Page extract
- - - -

A dining area at Casa Brera with curvy, modern orange chairs and wood floor and walls

Casa Brera, a Luxury Collection Hotel, is in Milan’s Brera neighborhood.

Courtesy of Casa Brera, a Luxury Collection Hotel

How did the rationalist architecture of Casa Brera inform your design for the hotel?

From the very beginning, the project was guided by the desire to respect and reinterpret Lingeri’s rationalist architecture, which is so embedded in the image of 1950s Milan. The rhythm and coherence of the facades influenced the development of the interior spaces. The rationalist aesthetic is echoed in the geometric details that define the interiors and in the use of marbles, especially Italian granite, which references the building’s facade and becomes an important design element. The geometric patterns on the walls and ceilings further emphasize this rationalist legacy. It serves as a leitmotif that connects all areas of the project.

Milan is such a design-forward city. Did you find that context pushed you creatively in any interesting ways?

Milan is a city defined by design and craftsmanship, and my intention was to capture this essence within Casa Brera. The space features a blend of iconic pieces from IMAESTRI [an Italian designer furniture marketplace] alongside more contemporary works. It’s where history and modernity converge. From the [Etereo] terrace, you see all of Milan—its rooftops, the Duomo, the elegance of the city unfolding around you.

Casa Brera's outdoor pool, with views of Milan

Casa Brera’s rooftop pool serves up cocktails and city views.

Courtesy of Casa Brera

How has hotel design evolved since the beginning of your career?

When I first approached hotel design, many interiors felt anonymous and often detached from the local culture or the emotional experience of the guest. The priorities were efficiency, repetition, and branding, with less attention to how people feel within the space. But design evolves, just like the way we live and travel evolves.

Today, guests seek something much more personal. It’s about blending hospitality with well-being, flexibility, and sustainability. Guests might work in the lounge, meditate in their room, or connect with others in a shared space. So, our role as designers is to anticipate these possibilities. For me, a hotel is a place that embraces the guest, that adapts to rhythms rather than imposing them.

We’d love for you to share your favorite spots in Milan. What’s your favorite café?

Pasticceria Sissi is my favorite breakfast spot. Both the coffee and the small pastries and cakes are exceptional. Their small, simple garden is wonderful.

Bar Basso with server standing in doorway to outside (L); overhead view of small round table with small plates of food and drinks (R)

Bar Basso in Milan

Photo by Federico Ciamei

Where do you go for great food and drinks?

Bao House, a micro-size Taiwanese restaurant that I adore. I always get their classic bao. Poporoya was the first Japanese restaurant to open in Milan, on Via Eustachi, and it’s authentic and unpretentious. And my go-to spot for aperitivo—especially during Milan Design Week—is Bar Basso. It’s an integral part of the neighborhood’s charm.

What are the neighborhood shops you frequent?

Books Import on Via Maiocchi is a great spot for international books. And Civico Nove on Via Eustachi is a clothing store I like.

- - - -

Record extracts

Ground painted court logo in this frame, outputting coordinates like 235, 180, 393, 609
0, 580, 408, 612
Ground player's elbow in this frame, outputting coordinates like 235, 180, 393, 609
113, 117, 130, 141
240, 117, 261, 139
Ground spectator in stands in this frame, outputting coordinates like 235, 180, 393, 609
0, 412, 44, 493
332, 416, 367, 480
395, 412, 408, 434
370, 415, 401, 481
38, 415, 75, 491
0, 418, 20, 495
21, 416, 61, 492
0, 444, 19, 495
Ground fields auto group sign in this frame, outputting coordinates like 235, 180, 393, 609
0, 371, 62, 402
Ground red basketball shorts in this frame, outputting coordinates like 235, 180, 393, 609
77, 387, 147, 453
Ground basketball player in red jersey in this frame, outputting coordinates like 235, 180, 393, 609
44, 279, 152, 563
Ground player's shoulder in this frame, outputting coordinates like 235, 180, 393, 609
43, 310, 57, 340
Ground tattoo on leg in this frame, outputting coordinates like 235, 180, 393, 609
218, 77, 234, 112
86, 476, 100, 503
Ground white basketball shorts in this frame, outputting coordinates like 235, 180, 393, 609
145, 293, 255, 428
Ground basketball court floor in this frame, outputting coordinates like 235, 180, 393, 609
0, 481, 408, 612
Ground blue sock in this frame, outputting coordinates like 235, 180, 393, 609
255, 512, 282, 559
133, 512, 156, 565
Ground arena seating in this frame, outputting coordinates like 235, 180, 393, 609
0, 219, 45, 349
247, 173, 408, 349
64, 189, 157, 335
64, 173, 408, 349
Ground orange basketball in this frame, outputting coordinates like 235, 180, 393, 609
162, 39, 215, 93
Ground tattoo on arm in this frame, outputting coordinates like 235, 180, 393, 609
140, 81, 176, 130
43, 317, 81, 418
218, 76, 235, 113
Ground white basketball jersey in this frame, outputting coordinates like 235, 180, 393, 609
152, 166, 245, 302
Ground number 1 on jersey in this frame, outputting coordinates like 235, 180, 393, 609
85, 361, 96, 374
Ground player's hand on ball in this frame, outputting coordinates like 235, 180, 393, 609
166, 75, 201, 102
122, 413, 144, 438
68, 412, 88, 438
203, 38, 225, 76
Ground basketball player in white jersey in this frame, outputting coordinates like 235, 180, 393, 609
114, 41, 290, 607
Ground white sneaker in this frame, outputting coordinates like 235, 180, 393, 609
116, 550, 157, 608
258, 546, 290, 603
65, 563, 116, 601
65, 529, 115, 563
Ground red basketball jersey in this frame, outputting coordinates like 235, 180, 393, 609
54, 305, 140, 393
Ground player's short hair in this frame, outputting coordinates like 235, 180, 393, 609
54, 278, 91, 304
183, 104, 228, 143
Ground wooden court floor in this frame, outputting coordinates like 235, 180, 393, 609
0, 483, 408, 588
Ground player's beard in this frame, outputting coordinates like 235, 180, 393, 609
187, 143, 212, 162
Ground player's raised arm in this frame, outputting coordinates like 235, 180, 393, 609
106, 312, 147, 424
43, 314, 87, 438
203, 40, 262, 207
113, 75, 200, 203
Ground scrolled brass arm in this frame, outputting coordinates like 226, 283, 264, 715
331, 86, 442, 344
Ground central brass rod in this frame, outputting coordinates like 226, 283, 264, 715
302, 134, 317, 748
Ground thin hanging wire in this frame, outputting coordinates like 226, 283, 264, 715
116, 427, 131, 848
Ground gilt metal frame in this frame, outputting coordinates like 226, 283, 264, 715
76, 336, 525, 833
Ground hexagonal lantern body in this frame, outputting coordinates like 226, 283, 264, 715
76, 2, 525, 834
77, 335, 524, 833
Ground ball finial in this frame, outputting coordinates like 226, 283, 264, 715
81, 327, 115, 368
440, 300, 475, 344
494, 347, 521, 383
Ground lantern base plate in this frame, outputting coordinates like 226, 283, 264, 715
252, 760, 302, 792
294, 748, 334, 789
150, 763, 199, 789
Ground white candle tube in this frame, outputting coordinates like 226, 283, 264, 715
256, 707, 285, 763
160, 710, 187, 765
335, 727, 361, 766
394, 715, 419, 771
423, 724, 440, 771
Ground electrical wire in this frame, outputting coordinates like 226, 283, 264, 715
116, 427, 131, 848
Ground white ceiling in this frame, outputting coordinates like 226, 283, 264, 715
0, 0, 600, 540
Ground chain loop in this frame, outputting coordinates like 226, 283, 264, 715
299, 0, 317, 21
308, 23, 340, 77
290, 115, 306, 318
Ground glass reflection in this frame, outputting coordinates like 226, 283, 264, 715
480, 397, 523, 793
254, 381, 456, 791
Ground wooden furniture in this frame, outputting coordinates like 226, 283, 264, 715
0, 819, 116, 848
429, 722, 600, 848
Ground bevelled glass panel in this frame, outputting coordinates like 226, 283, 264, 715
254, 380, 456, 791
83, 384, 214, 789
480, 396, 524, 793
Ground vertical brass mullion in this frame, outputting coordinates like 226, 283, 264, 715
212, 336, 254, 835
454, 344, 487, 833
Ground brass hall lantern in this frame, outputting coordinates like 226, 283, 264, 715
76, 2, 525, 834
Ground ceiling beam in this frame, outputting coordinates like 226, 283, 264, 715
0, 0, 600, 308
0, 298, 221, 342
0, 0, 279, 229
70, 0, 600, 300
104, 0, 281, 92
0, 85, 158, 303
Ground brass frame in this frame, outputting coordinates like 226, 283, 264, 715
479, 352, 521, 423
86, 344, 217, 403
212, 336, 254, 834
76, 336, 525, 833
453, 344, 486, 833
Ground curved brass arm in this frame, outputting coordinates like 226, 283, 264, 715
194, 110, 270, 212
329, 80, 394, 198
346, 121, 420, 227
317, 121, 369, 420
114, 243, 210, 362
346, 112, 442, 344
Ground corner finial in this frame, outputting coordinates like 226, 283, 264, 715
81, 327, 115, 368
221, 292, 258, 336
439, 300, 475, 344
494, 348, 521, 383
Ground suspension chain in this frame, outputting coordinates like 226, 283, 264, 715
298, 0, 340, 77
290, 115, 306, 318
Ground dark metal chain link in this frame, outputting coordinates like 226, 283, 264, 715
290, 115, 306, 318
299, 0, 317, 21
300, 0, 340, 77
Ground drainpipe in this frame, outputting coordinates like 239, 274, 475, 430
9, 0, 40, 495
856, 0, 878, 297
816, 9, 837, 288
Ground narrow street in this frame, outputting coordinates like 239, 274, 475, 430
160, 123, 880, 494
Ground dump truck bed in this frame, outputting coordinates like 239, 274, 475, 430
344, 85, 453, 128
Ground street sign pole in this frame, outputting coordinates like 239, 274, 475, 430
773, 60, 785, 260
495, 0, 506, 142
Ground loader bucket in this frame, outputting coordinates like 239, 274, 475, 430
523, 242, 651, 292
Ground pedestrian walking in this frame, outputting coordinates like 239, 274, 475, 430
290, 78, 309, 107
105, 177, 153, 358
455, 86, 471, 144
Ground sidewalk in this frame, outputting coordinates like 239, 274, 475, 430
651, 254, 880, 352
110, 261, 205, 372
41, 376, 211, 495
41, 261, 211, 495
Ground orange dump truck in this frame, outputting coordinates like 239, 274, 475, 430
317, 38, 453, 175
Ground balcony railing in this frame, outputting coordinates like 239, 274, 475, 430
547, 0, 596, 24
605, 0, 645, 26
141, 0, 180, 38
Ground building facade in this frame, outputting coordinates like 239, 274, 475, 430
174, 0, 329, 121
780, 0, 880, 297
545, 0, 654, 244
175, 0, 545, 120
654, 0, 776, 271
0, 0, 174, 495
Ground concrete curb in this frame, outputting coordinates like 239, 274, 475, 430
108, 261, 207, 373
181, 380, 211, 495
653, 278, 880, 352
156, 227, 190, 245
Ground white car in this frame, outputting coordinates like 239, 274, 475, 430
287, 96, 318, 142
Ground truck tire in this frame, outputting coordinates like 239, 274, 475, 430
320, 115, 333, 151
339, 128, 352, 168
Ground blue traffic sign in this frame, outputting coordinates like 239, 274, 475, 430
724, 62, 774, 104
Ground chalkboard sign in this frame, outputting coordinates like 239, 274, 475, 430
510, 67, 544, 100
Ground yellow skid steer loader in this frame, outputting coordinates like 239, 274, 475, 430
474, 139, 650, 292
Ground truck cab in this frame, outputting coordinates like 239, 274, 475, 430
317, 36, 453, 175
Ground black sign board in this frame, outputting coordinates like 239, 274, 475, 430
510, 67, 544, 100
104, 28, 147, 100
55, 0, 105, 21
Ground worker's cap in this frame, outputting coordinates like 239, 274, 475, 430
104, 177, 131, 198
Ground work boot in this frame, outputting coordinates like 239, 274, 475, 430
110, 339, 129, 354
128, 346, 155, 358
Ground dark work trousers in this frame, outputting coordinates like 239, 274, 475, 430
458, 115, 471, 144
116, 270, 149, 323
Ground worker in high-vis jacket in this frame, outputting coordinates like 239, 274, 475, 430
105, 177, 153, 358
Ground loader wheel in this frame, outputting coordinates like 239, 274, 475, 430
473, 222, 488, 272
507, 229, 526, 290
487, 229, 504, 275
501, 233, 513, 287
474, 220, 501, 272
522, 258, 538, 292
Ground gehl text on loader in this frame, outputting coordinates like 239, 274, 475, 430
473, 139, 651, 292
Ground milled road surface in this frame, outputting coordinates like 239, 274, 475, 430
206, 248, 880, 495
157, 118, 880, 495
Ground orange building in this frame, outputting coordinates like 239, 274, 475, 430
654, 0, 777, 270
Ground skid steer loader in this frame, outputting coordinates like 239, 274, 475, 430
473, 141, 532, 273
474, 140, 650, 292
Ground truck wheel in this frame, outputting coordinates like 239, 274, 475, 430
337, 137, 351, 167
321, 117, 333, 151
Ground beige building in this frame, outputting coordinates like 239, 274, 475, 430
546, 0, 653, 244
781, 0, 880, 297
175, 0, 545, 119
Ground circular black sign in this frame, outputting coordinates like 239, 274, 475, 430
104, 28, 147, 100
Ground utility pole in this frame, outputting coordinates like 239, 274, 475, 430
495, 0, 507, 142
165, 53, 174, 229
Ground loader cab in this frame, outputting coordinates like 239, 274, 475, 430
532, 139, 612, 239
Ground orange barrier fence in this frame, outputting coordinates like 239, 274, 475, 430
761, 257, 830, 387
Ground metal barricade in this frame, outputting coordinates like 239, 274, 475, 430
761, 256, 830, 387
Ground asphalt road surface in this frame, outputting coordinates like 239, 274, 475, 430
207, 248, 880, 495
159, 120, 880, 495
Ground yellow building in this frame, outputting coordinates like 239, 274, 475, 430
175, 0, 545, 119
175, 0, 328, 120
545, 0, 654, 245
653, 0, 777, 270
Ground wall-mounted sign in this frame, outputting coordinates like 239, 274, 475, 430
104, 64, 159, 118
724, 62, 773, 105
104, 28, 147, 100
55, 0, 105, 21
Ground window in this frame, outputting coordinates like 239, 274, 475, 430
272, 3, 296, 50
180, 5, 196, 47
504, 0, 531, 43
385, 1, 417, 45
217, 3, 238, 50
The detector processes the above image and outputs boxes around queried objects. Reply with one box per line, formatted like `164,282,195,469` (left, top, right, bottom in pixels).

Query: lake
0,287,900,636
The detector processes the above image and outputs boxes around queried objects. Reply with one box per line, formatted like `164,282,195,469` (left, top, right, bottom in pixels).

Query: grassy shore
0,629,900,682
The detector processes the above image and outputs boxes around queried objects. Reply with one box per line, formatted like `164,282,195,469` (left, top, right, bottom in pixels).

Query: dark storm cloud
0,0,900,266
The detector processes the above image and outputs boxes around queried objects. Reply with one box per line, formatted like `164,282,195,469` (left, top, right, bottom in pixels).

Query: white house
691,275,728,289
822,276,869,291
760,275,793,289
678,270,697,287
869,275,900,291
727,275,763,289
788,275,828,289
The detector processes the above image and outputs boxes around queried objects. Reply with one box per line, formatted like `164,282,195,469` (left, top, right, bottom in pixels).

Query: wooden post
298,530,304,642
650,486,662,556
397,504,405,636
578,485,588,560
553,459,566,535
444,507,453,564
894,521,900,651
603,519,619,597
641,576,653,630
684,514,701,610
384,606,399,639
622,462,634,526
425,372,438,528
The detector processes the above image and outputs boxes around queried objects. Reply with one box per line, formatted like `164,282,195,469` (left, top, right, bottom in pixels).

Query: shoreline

- - - -

Task set
[a] Answer these questions using the Casa Brera interview.
(i) Which stone does the designer say references the building's facade?
(ii) Which restaurant is described as the first Japanese restaurant to open in Milan?
(iii) Which shop on Via Maiocchi is recommended for international books?
[b] Copy word for word the part of the Casa Brera interview from "Milan is a city" up to and including "of your career?".

Results in order
[a]
(i) Italian granite
(ii) Poporoya
(iii) Books Import

[b]
Milan is a city defined by design and craftsmanship, and my intention was to capture this essence within Casa Brera. The space features a blend of iconic pieces from IMAESTRI [an Italian designer furniture marketplace] alongside more contemporary works. It’s where history and modernity converge. From the [Etereo] terrace, you see all of Milan—its rooftops, the Duomo, the elegance of the city unfolding around you.

Casa Brera's outdoor pool, with views of Milan

Casa Brera’s rooftop pool serves up cocktails and city views.

Courtesy of Casa Brera

How has hotel design evolved since the beginning of your career?